▶ [WORK REQUIRED] From the line containing "Locate the dish drying" down to the last line of the records below, copy every line exactly. Leave out everything before it.

>> BEGIN

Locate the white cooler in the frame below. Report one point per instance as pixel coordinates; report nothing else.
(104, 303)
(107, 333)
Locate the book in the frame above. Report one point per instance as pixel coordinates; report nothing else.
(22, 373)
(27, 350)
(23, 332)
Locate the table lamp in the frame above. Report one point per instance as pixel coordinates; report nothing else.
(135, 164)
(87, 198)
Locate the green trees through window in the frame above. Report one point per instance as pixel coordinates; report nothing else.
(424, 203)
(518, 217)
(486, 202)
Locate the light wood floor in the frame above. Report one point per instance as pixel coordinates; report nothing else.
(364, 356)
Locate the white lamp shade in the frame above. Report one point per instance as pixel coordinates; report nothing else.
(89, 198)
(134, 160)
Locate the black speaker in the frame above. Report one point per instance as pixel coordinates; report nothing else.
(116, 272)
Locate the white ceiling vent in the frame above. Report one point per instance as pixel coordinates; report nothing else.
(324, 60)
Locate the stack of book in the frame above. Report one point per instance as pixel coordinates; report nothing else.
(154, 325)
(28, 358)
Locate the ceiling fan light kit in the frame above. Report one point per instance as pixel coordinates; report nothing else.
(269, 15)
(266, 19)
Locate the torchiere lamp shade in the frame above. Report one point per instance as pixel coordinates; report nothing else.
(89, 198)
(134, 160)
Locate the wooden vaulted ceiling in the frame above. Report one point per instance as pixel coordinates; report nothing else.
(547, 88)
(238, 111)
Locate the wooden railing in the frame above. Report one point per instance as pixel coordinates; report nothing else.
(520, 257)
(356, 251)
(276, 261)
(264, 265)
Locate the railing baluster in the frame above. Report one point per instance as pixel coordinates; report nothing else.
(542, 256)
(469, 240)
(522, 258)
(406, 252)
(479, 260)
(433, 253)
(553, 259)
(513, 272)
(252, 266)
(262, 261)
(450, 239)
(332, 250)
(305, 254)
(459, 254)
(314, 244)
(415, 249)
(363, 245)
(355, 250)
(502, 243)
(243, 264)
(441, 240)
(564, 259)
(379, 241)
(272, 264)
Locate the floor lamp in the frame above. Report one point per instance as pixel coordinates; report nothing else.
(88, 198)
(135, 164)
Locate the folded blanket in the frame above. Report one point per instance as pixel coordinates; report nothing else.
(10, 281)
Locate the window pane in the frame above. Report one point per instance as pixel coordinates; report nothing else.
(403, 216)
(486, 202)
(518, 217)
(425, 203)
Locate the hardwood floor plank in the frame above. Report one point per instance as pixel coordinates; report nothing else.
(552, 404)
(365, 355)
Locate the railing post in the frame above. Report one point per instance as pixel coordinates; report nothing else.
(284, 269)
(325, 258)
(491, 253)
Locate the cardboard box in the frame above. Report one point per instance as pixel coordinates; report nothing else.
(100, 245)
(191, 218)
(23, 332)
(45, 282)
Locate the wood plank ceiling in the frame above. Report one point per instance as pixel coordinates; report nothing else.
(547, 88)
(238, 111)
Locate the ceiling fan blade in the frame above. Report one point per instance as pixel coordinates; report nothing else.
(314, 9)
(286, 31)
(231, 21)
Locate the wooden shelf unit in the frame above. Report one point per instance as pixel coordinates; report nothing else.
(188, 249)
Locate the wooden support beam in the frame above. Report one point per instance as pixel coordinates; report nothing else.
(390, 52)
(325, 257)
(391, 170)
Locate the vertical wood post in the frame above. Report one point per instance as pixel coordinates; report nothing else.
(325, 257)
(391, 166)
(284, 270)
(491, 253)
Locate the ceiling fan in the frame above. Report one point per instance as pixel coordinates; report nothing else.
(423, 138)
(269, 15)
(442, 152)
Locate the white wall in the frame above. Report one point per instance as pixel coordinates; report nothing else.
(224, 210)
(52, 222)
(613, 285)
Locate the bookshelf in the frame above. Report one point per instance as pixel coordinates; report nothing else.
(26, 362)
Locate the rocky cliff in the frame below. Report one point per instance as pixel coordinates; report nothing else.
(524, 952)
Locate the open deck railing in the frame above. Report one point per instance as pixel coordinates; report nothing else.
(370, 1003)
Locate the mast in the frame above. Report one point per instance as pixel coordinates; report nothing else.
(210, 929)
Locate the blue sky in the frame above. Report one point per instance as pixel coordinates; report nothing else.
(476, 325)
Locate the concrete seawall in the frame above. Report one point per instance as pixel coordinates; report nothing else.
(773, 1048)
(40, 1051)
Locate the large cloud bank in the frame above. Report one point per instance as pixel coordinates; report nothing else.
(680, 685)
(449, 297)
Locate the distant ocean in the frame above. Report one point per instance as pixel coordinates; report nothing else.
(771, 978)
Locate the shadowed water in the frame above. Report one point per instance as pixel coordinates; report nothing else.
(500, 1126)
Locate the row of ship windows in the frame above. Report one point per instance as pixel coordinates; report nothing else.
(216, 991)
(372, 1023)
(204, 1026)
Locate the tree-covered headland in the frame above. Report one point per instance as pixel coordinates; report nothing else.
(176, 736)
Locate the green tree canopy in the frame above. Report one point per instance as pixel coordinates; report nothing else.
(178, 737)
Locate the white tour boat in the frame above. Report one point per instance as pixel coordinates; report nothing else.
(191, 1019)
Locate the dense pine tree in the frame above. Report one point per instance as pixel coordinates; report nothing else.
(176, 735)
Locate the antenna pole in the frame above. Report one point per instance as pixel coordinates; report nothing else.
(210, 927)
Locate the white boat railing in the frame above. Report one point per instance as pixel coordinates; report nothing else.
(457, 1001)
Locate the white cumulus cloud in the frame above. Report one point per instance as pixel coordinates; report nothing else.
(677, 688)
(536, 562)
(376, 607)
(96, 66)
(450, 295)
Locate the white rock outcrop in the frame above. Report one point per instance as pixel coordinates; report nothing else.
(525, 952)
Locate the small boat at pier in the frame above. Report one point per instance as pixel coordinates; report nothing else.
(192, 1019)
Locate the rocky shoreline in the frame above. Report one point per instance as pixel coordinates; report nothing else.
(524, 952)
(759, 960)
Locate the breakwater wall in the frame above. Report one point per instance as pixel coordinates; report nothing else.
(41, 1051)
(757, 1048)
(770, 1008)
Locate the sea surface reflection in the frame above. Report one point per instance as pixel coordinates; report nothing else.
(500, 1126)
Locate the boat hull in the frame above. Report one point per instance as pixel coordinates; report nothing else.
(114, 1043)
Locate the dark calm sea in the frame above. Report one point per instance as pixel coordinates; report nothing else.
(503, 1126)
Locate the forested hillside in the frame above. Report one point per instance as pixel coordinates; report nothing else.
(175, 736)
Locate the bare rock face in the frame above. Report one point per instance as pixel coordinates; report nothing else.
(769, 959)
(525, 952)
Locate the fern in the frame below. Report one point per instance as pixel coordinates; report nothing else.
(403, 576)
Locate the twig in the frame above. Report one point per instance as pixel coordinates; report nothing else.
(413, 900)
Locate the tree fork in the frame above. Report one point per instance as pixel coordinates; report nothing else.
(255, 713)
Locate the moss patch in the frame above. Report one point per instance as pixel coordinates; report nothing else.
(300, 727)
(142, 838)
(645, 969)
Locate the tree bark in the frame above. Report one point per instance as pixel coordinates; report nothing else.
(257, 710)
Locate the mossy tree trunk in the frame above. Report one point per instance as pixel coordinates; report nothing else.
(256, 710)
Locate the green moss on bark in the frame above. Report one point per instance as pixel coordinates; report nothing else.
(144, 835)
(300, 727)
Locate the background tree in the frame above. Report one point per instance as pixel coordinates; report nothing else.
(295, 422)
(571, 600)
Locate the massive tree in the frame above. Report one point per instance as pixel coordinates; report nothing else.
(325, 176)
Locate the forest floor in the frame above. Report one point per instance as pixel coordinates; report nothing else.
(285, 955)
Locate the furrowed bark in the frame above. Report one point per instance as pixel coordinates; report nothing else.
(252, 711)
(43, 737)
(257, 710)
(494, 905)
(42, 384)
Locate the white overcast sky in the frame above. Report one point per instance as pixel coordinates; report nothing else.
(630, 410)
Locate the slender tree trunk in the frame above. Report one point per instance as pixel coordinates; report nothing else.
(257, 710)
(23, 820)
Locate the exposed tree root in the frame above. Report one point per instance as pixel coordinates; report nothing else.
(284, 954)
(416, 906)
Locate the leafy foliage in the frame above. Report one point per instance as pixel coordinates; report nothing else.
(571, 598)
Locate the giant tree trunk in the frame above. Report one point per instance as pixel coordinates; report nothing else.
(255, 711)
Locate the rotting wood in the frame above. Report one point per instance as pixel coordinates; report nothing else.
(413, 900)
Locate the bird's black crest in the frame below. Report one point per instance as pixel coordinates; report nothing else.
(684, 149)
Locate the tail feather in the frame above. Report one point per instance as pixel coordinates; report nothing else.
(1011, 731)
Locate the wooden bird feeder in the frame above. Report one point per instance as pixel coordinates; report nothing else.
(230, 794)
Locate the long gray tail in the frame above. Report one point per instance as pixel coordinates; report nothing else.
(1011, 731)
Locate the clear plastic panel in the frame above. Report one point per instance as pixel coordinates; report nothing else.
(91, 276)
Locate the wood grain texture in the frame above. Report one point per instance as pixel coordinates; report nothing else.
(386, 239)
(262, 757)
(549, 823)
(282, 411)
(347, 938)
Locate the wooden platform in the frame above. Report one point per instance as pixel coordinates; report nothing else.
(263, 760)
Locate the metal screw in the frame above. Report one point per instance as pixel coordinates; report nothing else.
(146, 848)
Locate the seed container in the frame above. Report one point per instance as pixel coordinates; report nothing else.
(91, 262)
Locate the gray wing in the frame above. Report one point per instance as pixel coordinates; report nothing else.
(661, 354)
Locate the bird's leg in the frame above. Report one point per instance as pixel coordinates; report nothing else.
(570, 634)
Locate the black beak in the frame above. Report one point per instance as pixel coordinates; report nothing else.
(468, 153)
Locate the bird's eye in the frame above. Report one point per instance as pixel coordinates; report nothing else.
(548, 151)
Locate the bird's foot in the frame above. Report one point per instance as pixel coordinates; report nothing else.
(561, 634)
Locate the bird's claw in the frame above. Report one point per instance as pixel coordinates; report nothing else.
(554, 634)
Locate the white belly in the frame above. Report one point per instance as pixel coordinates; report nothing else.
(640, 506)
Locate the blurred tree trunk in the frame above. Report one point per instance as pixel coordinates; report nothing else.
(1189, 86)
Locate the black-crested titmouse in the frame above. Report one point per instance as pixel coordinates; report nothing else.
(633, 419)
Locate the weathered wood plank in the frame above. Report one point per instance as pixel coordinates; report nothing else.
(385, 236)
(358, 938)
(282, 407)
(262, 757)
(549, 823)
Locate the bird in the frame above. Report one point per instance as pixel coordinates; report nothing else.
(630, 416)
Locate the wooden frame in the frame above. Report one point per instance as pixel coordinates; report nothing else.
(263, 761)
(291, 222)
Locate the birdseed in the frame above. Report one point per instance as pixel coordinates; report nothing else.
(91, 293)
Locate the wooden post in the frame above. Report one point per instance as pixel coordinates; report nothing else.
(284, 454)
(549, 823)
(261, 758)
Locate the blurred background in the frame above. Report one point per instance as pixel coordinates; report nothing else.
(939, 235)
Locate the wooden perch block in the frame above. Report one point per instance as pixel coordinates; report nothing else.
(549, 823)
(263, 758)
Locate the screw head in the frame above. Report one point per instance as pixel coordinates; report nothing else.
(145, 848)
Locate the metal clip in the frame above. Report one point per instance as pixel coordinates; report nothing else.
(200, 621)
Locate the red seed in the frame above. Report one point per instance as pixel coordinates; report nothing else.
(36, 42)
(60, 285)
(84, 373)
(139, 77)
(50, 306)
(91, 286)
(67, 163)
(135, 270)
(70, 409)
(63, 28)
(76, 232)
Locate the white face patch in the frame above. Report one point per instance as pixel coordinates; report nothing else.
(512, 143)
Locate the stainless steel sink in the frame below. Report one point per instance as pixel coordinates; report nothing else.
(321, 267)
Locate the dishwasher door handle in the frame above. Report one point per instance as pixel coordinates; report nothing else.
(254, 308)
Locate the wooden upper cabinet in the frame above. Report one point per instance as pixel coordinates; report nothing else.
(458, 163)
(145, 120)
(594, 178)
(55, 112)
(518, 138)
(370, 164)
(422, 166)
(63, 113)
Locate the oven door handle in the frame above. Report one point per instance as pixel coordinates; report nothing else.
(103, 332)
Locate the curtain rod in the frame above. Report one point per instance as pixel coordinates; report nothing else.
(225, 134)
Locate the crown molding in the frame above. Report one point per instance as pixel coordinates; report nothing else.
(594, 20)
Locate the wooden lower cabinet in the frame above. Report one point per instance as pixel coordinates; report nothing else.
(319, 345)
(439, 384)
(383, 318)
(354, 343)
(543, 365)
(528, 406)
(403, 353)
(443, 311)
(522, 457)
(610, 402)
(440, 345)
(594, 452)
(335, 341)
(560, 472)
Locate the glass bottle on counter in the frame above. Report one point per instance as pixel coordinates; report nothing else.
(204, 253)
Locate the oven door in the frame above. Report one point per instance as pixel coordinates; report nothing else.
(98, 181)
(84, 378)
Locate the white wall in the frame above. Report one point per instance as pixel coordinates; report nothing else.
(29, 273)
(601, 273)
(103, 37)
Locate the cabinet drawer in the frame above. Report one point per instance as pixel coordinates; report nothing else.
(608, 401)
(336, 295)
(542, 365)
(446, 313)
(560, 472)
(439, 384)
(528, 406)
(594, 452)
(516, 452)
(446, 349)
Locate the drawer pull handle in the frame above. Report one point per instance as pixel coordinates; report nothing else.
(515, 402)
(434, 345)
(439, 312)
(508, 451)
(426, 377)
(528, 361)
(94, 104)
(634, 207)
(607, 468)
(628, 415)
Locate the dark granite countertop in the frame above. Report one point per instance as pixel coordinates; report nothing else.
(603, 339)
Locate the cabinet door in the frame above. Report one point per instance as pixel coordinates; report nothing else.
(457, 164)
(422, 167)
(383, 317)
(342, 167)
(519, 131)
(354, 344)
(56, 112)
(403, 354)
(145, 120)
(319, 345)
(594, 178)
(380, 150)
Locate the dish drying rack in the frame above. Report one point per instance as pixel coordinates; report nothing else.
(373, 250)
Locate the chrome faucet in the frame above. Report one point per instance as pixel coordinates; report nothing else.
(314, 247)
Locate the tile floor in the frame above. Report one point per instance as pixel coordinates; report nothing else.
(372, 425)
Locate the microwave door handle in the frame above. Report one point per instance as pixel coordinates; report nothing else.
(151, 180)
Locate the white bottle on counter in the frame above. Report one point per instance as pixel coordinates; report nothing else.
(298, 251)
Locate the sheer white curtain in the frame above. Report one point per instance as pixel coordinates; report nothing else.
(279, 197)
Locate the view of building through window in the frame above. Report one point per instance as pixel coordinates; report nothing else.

>> END

▶ [ANSWER IN FULL]
Locate the dish drying rack in the frame above. Report one point per instance as pixel coordinates; report nothing else.
(373, 250)
Locate the chrome faucet in the frame above. Report one point per instance as pixel coordinates; report nothing else.
(314, 247)
Locate the tile floor in the frame above. Report one point per instance as pixel coordinates; report nothing else.
(372, 425)
Locate the microwave door handle in the frame above. Report one point per instance as pixel coordinates; report nothing else.
(151, 180)
Locate the white bottle on counter in the frame above. Report one point per instance as pixel coordinates; report nothing else.
(298, 251)
Locate the sheer white curtain in the frame above. Report one point per instance as pixel coordinates; report nothing else.
(279, 197)
Locate the view of building through window in the frame above. Report one point per instance as pixel coordinates; report nothing else.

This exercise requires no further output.